**OBJECTIVE**
Rewrite the stretch of entries from the start through the line containing "x=437 y=175", requests included, and nothing beyond it. Scale every coordinate in the answers by 0.35, rounding to whole numbers with halves going up.

Dataset entries about object locations:
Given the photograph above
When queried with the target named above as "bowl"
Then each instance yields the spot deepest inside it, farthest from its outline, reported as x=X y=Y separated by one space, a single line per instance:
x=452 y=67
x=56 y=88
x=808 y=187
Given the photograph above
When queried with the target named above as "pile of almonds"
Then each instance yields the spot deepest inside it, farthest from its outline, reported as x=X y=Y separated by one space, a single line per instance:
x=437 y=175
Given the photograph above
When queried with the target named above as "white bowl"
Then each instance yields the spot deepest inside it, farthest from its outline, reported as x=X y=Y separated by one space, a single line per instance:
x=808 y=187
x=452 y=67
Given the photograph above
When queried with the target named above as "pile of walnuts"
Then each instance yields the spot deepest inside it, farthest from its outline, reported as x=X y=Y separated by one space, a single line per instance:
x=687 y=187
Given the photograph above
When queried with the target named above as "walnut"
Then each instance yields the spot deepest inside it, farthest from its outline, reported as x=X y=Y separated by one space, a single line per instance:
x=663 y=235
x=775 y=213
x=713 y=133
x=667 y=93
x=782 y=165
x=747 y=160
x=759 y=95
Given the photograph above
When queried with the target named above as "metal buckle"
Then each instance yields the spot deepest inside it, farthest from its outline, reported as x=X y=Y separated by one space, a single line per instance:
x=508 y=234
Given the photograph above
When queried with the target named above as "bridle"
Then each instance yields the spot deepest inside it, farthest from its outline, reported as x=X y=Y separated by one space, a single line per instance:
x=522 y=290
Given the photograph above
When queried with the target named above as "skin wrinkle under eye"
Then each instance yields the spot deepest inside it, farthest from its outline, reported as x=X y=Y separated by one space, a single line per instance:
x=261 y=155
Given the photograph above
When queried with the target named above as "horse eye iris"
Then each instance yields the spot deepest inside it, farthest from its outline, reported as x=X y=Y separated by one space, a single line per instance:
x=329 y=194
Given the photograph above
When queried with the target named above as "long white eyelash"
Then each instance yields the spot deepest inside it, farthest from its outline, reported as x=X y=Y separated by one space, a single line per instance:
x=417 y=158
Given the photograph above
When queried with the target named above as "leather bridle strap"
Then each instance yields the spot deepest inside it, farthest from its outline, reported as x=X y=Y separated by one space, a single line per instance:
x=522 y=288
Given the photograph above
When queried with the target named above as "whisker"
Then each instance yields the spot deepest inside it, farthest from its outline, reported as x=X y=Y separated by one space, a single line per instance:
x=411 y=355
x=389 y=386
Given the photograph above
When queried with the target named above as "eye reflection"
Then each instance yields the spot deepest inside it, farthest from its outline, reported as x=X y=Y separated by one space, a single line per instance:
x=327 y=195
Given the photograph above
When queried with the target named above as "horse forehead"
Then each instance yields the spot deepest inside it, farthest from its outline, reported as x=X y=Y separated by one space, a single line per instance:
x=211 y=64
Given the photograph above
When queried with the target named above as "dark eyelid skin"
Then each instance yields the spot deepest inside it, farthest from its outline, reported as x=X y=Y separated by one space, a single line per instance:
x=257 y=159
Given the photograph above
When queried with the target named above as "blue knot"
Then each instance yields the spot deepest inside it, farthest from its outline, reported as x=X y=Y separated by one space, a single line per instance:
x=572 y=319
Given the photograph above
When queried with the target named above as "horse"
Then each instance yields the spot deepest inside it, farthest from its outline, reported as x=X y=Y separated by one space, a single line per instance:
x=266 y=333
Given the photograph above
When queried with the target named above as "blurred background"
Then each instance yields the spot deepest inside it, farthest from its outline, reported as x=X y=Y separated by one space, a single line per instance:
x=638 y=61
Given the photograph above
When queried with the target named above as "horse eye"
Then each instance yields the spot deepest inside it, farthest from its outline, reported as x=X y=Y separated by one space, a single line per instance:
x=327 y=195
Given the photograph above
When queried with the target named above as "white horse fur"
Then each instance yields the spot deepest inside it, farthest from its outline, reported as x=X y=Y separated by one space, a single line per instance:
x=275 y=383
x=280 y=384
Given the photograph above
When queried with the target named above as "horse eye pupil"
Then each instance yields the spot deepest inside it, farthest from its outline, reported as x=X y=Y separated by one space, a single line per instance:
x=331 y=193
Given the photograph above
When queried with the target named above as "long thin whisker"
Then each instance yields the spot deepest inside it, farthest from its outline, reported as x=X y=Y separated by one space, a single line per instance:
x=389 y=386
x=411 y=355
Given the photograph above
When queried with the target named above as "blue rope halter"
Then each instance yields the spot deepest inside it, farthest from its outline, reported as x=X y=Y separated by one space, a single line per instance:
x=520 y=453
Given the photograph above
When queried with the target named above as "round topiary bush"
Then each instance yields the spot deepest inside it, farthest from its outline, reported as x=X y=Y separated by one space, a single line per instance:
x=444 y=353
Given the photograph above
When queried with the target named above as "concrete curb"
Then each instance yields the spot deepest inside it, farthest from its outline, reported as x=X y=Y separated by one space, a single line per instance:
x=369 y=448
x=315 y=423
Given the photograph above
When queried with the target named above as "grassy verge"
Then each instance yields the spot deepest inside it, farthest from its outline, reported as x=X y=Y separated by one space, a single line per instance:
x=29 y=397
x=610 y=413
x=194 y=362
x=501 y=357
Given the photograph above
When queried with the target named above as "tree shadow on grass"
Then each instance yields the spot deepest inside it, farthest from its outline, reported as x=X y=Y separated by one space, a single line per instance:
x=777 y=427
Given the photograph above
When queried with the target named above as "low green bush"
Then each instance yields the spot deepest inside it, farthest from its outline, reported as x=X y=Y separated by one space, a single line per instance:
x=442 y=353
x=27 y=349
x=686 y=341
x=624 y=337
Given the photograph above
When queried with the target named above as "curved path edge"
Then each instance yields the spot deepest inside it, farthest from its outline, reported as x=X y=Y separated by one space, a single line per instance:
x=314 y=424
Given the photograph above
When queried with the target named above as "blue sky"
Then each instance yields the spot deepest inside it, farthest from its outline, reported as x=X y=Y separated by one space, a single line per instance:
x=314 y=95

**FINISHED ANSWER**
Given the photograph above
When queried with the target named above as "bowl"
Then each instance yields the spot deepest inside it, farthest from its outline, reported as x=X y=Y separated by one space, a single line per instance:
x=158 y=23
x=20 y=31
x=283 y=65
Given the photograph above
When queried with the target named above as "pile of almonds"
Then each instance yields the spot deepest inside it, farthest from its outline, reported as x=X y=Y separated by one space, a single line per instance:
x=153 y=61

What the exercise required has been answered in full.